Job -> Reproduce only the entries from the line containing "Mark each instance of the dark" through the end of the entries, substituting "index finger" for every occurrence of "thumb" and leaving all other text unchanged.

Data to use ->
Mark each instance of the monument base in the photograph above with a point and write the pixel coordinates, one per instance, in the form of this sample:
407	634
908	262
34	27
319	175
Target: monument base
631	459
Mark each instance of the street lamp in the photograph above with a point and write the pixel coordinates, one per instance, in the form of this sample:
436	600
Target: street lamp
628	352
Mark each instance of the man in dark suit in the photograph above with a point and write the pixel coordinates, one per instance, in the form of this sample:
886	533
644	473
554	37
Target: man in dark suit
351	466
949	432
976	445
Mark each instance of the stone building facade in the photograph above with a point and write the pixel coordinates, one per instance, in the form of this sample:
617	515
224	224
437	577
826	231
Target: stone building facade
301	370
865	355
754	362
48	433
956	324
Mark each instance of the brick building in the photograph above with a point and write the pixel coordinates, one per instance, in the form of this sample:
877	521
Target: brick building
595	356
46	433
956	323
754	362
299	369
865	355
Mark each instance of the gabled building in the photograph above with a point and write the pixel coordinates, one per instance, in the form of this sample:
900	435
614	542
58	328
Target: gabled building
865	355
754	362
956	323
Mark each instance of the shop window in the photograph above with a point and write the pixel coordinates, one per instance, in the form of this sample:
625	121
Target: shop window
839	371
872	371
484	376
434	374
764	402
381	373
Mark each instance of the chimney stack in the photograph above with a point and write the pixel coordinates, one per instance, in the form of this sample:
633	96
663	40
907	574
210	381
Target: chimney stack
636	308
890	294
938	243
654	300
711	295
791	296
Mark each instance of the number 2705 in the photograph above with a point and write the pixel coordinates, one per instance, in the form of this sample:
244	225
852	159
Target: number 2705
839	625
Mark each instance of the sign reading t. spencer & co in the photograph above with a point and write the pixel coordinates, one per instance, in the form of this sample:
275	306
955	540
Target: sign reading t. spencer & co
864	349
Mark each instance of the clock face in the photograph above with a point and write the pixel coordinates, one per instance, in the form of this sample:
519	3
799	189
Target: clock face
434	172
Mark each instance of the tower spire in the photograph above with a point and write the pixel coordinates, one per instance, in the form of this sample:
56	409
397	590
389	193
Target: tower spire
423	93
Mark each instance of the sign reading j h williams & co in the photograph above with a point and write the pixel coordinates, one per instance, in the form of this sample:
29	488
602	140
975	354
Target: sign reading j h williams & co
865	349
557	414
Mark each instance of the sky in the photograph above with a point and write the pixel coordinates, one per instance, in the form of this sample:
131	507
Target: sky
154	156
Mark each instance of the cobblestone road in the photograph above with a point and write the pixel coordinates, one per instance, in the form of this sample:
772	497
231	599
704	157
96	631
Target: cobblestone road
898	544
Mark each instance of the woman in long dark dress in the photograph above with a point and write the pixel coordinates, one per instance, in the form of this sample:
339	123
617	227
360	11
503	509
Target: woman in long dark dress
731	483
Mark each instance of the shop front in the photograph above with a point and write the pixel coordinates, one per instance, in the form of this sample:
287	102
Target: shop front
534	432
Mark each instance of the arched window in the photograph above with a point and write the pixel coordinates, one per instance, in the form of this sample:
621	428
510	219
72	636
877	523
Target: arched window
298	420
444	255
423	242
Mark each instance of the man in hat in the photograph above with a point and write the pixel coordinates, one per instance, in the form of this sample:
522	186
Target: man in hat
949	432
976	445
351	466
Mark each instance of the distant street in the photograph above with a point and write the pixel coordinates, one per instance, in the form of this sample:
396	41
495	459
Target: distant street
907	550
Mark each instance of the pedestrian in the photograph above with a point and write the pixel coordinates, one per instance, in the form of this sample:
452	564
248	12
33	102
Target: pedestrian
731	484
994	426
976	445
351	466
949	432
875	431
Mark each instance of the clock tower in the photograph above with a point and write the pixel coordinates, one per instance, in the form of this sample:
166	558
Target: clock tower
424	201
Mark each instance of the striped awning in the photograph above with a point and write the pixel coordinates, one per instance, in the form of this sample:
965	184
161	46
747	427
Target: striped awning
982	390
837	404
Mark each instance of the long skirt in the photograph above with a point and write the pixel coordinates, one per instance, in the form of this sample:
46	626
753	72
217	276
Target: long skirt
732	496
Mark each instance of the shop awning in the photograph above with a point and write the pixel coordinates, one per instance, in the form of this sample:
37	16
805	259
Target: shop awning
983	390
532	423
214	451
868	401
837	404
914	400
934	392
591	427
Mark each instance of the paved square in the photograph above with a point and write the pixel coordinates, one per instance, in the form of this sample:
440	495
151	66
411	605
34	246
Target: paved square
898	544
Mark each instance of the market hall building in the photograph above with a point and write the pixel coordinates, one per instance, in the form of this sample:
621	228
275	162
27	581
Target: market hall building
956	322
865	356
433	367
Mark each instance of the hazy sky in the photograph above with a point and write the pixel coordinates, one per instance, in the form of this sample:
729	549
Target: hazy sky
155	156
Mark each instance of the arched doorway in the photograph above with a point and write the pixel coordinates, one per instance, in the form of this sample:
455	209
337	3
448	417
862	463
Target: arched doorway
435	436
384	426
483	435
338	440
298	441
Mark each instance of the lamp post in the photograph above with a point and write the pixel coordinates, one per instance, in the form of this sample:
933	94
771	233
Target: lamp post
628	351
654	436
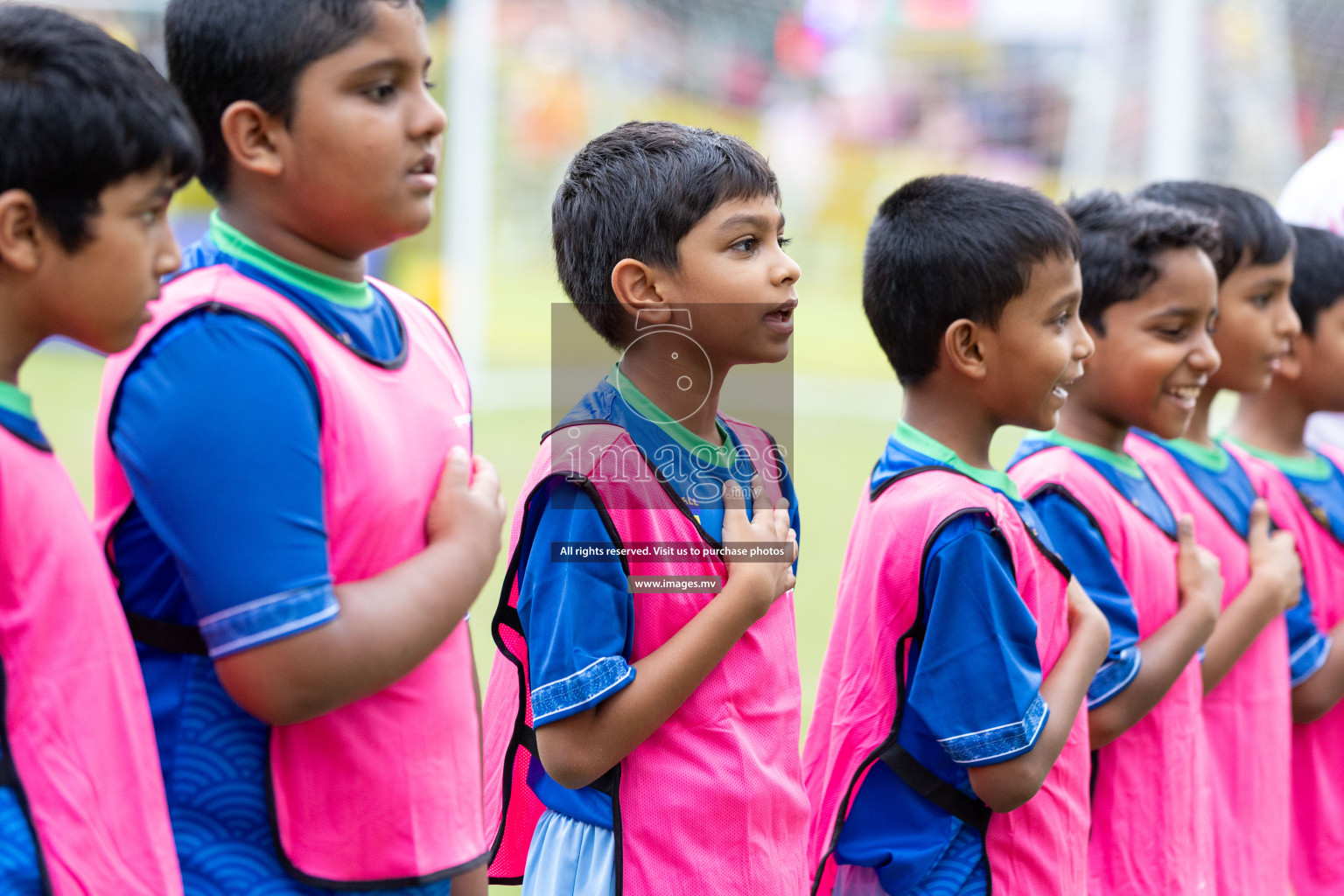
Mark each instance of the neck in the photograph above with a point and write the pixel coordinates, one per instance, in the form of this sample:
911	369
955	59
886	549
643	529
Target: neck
1082	424
19	336
657	382
967	436
1198	429
273	235
1273	421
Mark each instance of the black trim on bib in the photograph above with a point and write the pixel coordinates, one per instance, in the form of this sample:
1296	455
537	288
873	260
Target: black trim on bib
910	770
353	886
10	778
506	617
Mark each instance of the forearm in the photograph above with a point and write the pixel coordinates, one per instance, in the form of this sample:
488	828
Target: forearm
388	625
578	750
1166	654
1326	687
1008	785
1236	627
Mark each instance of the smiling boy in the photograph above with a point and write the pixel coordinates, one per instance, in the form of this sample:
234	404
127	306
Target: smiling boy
1150	300
95	144
295	554
642	740
1246	668
948	752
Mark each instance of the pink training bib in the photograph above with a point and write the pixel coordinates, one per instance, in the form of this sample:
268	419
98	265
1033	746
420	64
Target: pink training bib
1246	717
712	801
1152	825
1318	794
385	792
1040	850
74	704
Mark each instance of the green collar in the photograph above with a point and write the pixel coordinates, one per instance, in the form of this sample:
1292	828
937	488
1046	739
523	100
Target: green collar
335	290
913	438
1211	458
15	401
718	454
1306	468
1123	462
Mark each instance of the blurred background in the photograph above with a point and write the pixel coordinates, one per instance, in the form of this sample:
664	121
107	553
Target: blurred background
848	98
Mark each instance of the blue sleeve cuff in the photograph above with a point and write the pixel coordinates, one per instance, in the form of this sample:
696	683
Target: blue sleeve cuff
272	618
1113	676
1000	743
1306	660
586	688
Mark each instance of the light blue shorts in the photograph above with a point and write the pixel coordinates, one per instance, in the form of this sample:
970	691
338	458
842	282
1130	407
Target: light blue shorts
570	858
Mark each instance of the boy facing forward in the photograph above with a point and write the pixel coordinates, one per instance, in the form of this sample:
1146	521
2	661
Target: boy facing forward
642	740
295	554
948	752
94	145
1150	300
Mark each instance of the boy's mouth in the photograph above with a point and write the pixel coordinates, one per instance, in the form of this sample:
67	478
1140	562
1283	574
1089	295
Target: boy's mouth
423	172
1184	396
781	318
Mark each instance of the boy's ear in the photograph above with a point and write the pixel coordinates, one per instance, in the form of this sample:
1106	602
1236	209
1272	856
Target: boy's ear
250	133
20	231
962	343
636	288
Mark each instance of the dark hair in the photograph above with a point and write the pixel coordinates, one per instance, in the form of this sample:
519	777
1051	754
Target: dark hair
1249	226
78	113
1120	240
1318	274
634	192
220	52
947	248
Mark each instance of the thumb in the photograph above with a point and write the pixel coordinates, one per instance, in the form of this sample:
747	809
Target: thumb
458	469
1260	520
1186	534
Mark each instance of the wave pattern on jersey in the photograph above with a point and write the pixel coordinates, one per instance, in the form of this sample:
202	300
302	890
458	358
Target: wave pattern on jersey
217	797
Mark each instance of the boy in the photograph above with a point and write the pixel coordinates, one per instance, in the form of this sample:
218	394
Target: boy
1306	494
1150	298
642	740
293	551
1245	669
948	754
95	144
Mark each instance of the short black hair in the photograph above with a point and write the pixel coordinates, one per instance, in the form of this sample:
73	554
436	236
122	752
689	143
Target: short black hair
220	52
952	246
1249	226
80	112
1121	238
1318	273
634	192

Answer to the problem ->
Mark each instance of the dark hair in the photograph above with a point and write the pixel coordinates, one per instance, in the form of this sample:
519	777
1051	754
Target: dark hair
1249	226
78	113
1120	240
1318	274
634	192
220	52
947	248
Mark each instance of the index finger in the photograph above with a point and write the pixel coordinates, one per instance, in the form of this sample:
747	809
Target: index finger
458	469
1260	520
1186	534
Mark each instance of the wave pattern on jersey in the photograph above with a point and write the pixel coordinates, one per instance, in the form of this sample:
202	300
302	890
458	358
Target: wave pattern on jersey
217	797
Mark each instance of the boy in the photograph above with a point and write the pixel coordinates, one per instance, in the form of this sample:
218	394
Target: boy
1306	494
1150	298
642	740
293	551
1245	669
948	754
95	144
Mark each instance of the short black hair in the photograph above with a point and write the pixel coordinates, one per instance, in the form of this sample:
73	554
436	236
122	752
689	143
Target: short black hair
220	52
952	246
1249	226
80	112
1121	238
1318	273
634	192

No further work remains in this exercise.